PROVIDED ENTRIES:
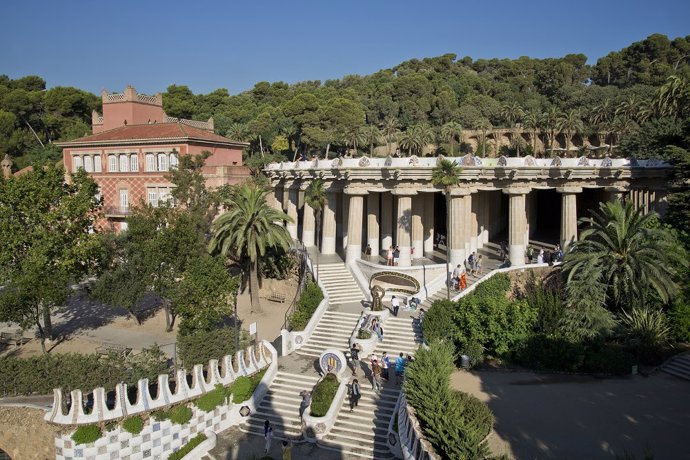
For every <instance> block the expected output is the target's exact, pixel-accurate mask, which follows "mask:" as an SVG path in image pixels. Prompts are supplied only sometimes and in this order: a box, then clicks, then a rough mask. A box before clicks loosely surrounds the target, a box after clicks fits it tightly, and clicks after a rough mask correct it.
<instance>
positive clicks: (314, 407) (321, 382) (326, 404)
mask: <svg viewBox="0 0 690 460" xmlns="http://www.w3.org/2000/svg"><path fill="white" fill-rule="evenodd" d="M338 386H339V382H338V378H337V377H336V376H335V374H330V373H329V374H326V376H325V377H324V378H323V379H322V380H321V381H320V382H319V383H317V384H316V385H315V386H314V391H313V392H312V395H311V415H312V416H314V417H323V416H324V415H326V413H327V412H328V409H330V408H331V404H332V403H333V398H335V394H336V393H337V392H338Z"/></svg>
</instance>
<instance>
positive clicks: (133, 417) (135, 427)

TASK TO COMPLETE: Go through the listing and copy each line with the string "instance".

RESULT FOR THIS TASK:
For every <instance> block the expected output is the target's exact, pixel-accurate mask, which follows "mask:" as an SVG path in image pixels. Prompts are supplied only sometimes and in this order: a box, then clicks, then a rough mask. A box before clicks loosely surrounds the target, a box after clicks fits it tightly, and clicks after a rough mask correct it.
<instance>
</instance>
<instance>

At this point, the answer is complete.